* **SET PROBLEM**: Retype verbatim everything from the line containing "tag: <item>alamy watermark</item>" down to the last line of the entries, including both ends.
── PROVIDED ENTRIES
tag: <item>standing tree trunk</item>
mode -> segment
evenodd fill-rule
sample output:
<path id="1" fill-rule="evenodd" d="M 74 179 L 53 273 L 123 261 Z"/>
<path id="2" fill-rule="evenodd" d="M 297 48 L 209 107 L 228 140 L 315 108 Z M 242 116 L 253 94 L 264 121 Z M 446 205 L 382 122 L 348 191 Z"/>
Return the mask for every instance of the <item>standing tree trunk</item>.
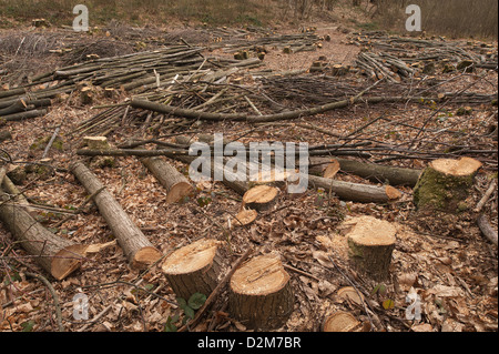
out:
<path id="1" fill-rule="evenodd" d="M 152 245 L 142 231 L 130 220 L 120 203 L 83 163 L 73 163 L 71 172 L 90 194 L 100 191 L 94 196 L 94 202 L 116 237 L 132 269 L 147 267 L 162 256 L 161 252 Z"/>
<path id="2" fill-rule="evenodd" d="M 261 255 L 234 272 L 228 307 L 234 317 L 255 330 L 284 325 L 293 312 L 289 275 L 278 257 Z"/>
<path id="3" fill-rule="evenodd" d="M 471 158 L 431 161 L 414 190 L 414 203 L 421 210 L 456 213 L 468 209 L 465 203 L 481 162 Z"/>

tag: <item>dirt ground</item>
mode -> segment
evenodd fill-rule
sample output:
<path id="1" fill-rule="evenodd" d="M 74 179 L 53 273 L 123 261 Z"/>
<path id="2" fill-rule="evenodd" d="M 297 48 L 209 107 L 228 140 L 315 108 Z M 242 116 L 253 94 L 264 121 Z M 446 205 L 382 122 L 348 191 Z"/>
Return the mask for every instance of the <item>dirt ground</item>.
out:
<path id="1" fill-rule="evenodd" d="M 359 45 L 349 43 L 352 33 L 342 28 L 317 24 L 320 37 L 330 34 L 320 51 L 284 54 L 271 50 L 265 58 L 265 68 L 273 71 L 307 70 L 319 55 L 332 63 L 353 64 L 360 52 Z M 113 32 L 114 31 L 114 32 Z M 296 29 L 279 29 L 279 33 L 296 32 Z M 81 38 L 69 31 L 29 30 L 6 31 L 0 38 L 10 43 L 0 49 L 0 70 L 10 74 L 2 77 L 1 84 L 22 83 L 27 77 L 53 70 L 58 65 L 78 62 L 93 45 L 93 52 L 101 58 L 134 52 L 162 45 L 167 30 L 110 27 L 91 38 Z M 138 37 L 139 36 L 139 37 Z M 24 44 L 19 39 L 26 38 Z M 195 37 L 195 36 L 194 36 Z M 187 40 L 189 41 L 189 40 Z M 207 44 L 210 44 L 208 42 Z M 493 43 L 497 50 L 497 43 Z M 65 55 L 50 50 L 72 47 Z M 224 55 L 222 49 L 210 51 Z M 22 74 L 20 74 L 22 73 Z M 478 80 L 476 75 L 464 75 L 448 83 L 451 91 L 470 83 L 473 92 L 497 93 L 497 72 L 489 71 Z M 338 79 L 339 80 L 339 79 Z M 346 78 L 348 82 L 363 83 L 361 75 Z M 249 80 L 251 81 L 251 80 Z M 249 82 L 248 81 L 248 82 Z M 476 82 L 478 81 L 478 82 Z M 125 93 L 112 99 L 101 98 L 100 104 L 119 103 Z M 496 122 L 497 105 L 473 105 L 470 115 L 457 114 L 459 104 L 448 108 L 448 119 L 431 121 L 428 129 L 452 129 L 465 131 L 462 144 L 482 150 L 497 149 L 497 141 L 486 133 Z M 60 148 L 49 152 L 53 173 L 41 175 L 29 173 L 18 185 L 31 203 L 50 205 L 61 210 L 74 210 L 88 196 L 83 186 L 68 171 L 68 165 L 79 159 L 75 150 L 81 146 L 81 136 L 72 131 L 84 120 L 96 114 L 74 97 L 55 102 L 45 117 L 21 122 L 7 122 L 1 130 L 10 131 L 12 139 L 1 143 L 16 165 L 37 162 L 43 149 L 33 143 L 39 138 L 51 136 L 55 127 L 61 127 Z M 371 121 L 379 114 L 388 120 L 409 122 L 420 127 L 432 113 L 429 107 L 417 103 L 358 104 L 326 114 L 302 120 L 334 131 L 348 134 Z M 223 132 L 228 139 L 246 134 L 253 127 L 245 122 L 200 122 L 196 131 Z M 108 138 L 118 145 L 132 136 L 134 127 L 121 127 Z M 373 125 L 373 136 L 379 136 L 384 127 Z M 384 135 L 386 141 L 410 139 L 414 130 L 397 128 L 397 132 Z M 431 140 L 434 136 L 422 136 Z M 456 143 L 452 134 L 439 135 L 441 143 Z M 267 130 L 246 134 L 241 141 L 307 141 L 309 144 L 335 143 L 335 139 L 318 131 L 305 130 L 294 124 L 275 124 Z M 422 142 L 421 142 L 422 143 Z M 31 148 L 30 148 L 31 146 Z M 445 146 L 445 145 L 444 145 Z M 476 205 L 497 181 L 497 153 L 482 155 L 483 168 L 476 178 L 471 195 L 467 200 Z M 428 161 L 413 159 L 390 161 L 390 164 L 424 169 Z M 181 171 L 185 165 L 172 161 Z M 472 210 L 460 214 L 425 214 L 413 204 L 413 190 L 401 186 L 403 198 L 394 203 L 354 203 L 336 196 L 309 190 L 304 194 L 281 193 L 276 209 L 261 215 L 246 227 L 226 227 L 227 218 L 237 212 L 241 196 L 221 183 L 203 182 L 196 185 L 195 195 L 177 204 L 166 204 L 165 191 L 153 175 L 135 158 L 116 158 L 113 168 L 93 168 L 100 181 L 115 196 L 133 222 L 141 227 L 149 240 L 165 255 L 180 246 L 202 237 L 222 242 L 223 273 L 247 250 L 254 255 L 277 253 L 291 275 L 294 292 L 294 311 L 284 326 L 284 332 L 322 331 L 325 318 L 337 312 L 352 313 L 361 324 L 357 331 L 383 332 L 490 332 L 498 330 L 498 254 L 497 246 L 487 241 L 477 225 Z M 358 183 L 370 183 L 359 176 L 339 173 L 337 179 Z M 378 183 L 379 185 L 383 184 Z M 483 213 L 497 230 L 497 189 L 483 208 Z M 208 201 L 207 203 L 200 203 Z M 390 279 L 374 282 L 355 272 L 348 261 L 348 245 L 345 221 L 356 216 L 371 215 L 393 222 L 397 229 L 397 242 L 393 253 Z M 50 280 L 61 310 L 64 331 L 111 331 L 143 332 L 164 331 L 169 317 L 183 313 L 176 305 L 161 266 L 145 273 L 130 269 L 122 250 L 114 241 L 110 229 L 94 205 L 86 205 L 82 213 L 73 215 L 57 229 L 54 225 L 67 214 L 41 210 L 37 219 L 58 235 L 84 244 L 106 244 L 99 252 L 89 255 L 81 269 L 63 281 Z M 21 247 L 13 246 L 13 239 L 0 225 L 0 330 L 1 331 L 58 331 L 53 295 L 40 281 L 27 276 L 27 272 L 48 276 L 32 256 Z M 50 277 L 49 277 L 50 279 Z M 139 281 L 139 282 L 136 282 Z M 135 283 L 136 282 L 136 283 Z M 133 285 L 134 283 L 135 285 Z M 355 300 L 338 295 L 346 286 L 356 286 L 366 299 L 359 304 Z M 409 292 L 416 292 L 420 300 L 421 318 L 407 320 Z M 84 294 L 89 301 L 89 320 L 73 316 L 73 296 Z M 366 304 L 368 311 L 366 311 Z M 227 293 L 218 294 L 213 306 L 192 331 L 243 332 L 244 323 L 231 316 L 227 310 Z"/>

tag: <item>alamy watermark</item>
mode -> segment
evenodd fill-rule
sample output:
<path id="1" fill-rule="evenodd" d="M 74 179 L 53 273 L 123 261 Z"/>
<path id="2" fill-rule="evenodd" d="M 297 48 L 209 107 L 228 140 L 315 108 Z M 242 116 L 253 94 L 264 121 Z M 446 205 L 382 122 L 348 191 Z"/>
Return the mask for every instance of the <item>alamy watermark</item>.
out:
────
* **EXERCISE OUTPUT**:
tag: <item>alamy watermark</item>
mode -> segment
evenodd fill-rule
sample output:
<path id="1" fill-rule="evenodd" d="M 74 179 L 53 273 L 123 261 Z"/>
<path id="2" fill-rule="evenodd" d="M 297 48 L 209 107 L 228 140 L 315 108 Z M 242 116 L 253 94 L 264 121 Z M 446 205 L 382 122 L 348 191 Z"/>
Return the mask for every instance of the <item>alamy watermark</item>.
out:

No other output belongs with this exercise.